━━ DATASET ENTRIES ━━

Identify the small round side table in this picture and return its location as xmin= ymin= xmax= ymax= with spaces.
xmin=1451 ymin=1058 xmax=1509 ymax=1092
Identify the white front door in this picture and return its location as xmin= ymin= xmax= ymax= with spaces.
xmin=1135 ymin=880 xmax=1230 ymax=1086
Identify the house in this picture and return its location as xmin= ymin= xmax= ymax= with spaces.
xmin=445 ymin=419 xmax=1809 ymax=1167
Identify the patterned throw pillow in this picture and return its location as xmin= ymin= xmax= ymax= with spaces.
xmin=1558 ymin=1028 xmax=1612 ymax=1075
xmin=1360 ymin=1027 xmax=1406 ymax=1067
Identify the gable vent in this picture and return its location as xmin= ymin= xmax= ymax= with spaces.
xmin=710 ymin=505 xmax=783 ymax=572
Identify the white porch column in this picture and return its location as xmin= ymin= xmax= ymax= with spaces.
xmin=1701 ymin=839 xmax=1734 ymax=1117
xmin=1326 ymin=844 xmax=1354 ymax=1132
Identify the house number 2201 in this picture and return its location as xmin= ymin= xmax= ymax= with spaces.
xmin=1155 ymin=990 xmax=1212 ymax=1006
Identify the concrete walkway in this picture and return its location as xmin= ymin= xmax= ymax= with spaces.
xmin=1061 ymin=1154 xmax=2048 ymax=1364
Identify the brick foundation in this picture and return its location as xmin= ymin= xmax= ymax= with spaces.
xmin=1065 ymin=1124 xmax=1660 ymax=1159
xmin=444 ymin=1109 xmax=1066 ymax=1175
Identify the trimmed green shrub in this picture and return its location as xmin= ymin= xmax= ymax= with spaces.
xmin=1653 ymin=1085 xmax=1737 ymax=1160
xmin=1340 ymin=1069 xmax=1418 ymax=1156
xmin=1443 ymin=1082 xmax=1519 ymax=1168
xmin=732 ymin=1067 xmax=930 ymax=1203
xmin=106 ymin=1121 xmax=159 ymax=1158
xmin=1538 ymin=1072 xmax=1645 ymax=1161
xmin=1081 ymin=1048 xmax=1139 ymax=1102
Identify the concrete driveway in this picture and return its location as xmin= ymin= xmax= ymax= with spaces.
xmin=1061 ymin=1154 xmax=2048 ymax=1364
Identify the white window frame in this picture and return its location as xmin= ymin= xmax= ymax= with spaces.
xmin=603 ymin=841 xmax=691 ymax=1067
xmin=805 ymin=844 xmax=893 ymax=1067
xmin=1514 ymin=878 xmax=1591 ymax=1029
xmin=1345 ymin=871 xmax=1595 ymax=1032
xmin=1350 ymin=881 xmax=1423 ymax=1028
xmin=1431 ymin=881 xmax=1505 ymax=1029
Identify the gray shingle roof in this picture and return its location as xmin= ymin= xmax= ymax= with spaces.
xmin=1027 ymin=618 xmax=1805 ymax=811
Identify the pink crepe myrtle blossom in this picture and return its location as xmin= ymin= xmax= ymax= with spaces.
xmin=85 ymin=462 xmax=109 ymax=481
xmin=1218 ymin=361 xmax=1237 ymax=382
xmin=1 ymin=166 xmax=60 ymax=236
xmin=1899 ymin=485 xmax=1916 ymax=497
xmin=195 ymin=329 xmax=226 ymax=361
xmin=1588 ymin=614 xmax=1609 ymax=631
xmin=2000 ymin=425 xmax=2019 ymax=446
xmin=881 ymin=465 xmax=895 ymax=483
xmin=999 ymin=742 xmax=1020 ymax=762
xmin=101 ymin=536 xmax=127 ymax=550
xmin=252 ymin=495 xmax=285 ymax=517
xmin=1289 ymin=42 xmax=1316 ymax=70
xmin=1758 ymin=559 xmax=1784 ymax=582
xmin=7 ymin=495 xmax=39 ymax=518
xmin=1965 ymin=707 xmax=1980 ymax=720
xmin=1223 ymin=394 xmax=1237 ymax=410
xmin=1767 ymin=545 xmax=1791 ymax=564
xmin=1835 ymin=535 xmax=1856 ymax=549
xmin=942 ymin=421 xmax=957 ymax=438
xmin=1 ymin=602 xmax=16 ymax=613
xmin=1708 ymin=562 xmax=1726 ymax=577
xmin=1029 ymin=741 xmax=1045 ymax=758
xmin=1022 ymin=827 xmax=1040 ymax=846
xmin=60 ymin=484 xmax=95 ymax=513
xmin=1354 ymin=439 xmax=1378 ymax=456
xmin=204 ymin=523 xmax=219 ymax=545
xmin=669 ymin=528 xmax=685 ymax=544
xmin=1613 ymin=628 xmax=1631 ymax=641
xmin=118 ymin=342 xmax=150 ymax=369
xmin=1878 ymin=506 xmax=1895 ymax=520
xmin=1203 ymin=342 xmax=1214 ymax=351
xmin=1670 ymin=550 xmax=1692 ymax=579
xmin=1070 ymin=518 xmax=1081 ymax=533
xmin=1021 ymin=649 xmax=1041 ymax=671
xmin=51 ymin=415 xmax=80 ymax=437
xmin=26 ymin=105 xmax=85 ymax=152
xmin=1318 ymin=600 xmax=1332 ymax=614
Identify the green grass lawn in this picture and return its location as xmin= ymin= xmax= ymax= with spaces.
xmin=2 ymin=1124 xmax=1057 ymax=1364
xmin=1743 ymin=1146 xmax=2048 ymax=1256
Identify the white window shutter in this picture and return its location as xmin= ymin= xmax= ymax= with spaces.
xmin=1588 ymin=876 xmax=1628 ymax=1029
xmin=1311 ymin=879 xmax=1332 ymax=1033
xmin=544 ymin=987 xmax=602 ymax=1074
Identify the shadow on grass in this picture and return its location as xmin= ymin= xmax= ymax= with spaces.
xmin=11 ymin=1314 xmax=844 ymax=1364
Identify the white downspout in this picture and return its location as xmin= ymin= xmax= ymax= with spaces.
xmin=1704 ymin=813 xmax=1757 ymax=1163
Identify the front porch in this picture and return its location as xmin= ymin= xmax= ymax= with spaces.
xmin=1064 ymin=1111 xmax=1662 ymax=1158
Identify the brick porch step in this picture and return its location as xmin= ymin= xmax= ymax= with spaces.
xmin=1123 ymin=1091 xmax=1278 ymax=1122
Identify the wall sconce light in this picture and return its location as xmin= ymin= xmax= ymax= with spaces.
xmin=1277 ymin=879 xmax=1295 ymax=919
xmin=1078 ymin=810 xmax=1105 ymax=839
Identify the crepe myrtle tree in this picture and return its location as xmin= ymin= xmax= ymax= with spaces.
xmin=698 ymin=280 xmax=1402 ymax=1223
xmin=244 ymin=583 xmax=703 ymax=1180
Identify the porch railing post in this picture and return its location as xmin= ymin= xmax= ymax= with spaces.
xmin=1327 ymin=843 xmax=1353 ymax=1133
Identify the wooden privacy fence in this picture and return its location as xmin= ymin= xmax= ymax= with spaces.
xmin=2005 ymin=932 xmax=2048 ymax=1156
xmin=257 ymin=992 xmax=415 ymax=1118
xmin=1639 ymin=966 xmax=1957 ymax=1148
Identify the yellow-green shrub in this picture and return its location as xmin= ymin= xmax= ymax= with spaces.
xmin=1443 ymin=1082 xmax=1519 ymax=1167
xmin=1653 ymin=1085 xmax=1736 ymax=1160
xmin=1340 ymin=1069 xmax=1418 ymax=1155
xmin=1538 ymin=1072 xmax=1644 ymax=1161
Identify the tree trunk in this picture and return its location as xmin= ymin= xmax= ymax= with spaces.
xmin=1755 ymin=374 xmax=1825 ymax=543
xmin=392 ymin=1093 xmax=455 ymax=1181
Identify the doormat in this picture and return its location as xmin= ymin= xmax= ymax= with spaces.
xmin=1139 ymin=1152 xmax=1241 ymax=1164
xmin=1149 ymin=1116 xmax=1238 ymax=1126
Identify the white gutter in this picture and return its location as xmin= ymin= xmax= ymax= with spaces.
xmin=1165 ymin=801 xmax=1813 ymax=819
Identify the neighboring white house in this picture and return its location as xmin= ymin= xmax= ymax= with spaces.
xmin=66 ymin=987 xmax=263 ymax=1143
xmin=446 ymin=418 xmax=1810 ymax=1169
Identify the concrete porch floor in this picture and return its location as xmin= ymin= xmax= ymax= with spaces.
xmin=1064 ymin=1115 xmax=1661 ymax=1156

━━━

REQUIRED ACTION. This task calls for an exact reproduction of the lines that start at the one containing "Identify the neighboring" and continue to the end of the entries above.

OUTPUT.
Identify the neighboring white house in this picture and return its location as xmin= ymin= xmax= ymax= with spaces.
xmin=66 ymin=987 xmax=263 ymax=1143
xmin=446 ymin=418 xmax=1810 ymax=1169
Identify the concrete porch floor in this picture and return its location as xmin= ymin= xmax= ymax= with spaces.
xmin=1064 ymin=1115 xmax=1661 ymax=1156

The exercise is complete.